**Information shown**
- - -

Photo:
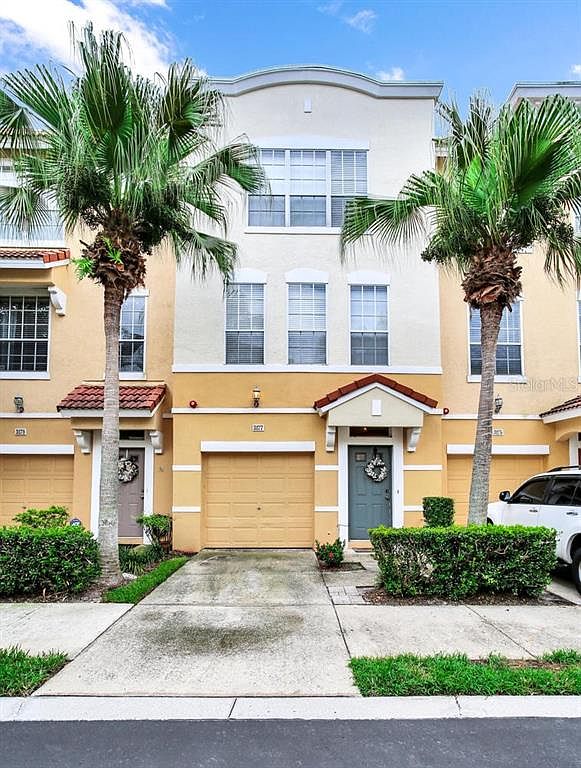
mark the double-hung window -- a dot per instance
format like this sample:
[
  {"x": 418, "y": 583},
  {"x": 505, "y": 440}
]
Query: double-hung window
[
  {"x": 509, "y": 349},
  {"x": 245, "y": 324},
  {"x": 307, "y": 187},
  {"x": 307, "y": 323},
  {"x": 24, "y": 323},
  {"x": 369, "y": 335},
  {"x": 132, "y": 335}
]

- - -

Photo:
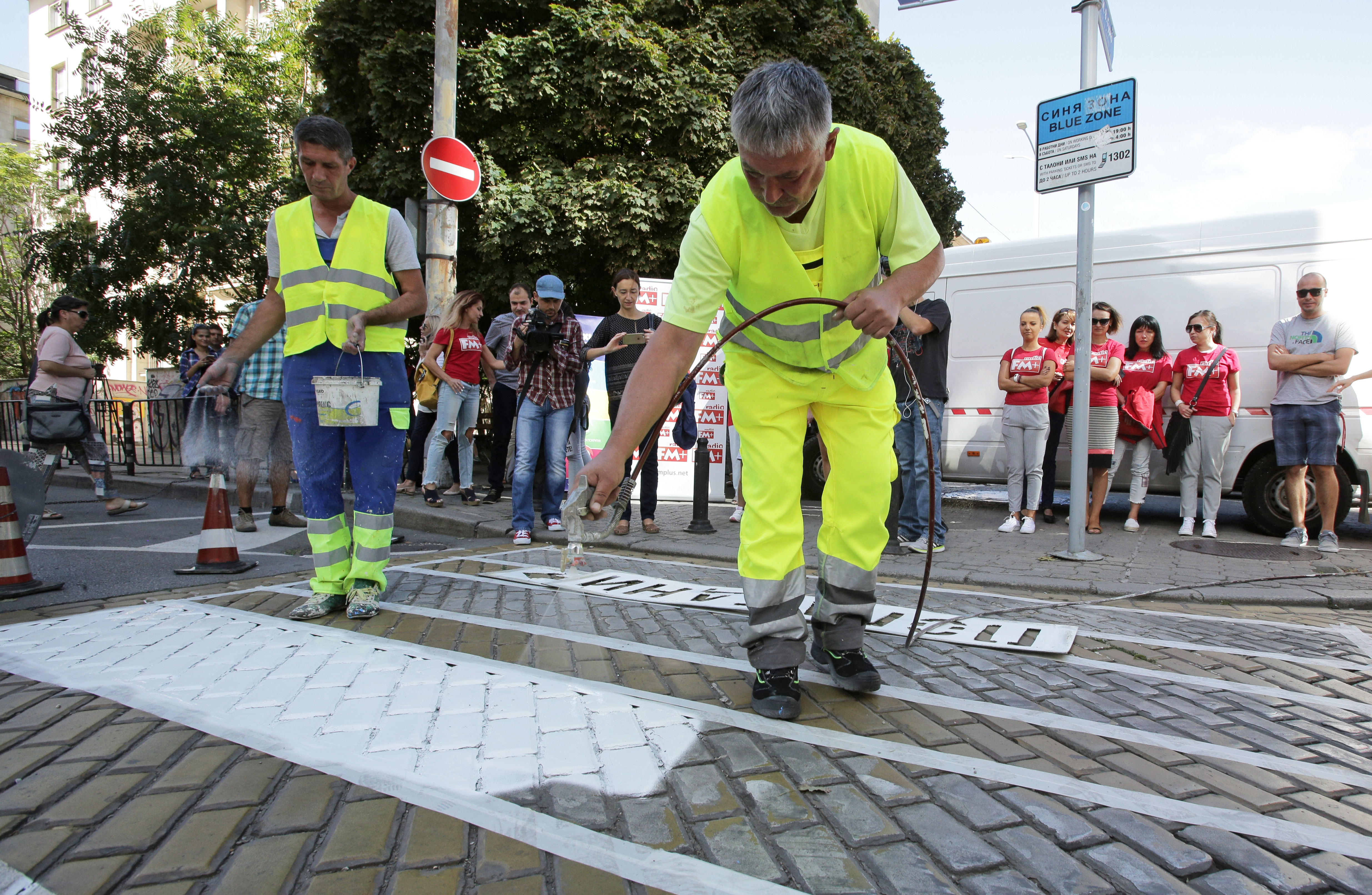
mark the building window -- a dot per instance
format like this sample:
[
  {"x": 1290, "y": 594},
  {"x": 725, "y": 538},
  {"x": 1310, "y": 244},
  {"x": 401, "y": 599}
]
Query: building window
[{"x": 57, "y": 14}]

- - -

**Exercise directions**
How many lines of the items above contain the word "Query", matching case exactly? Reply with the number only.

**Answer for this exercise**
2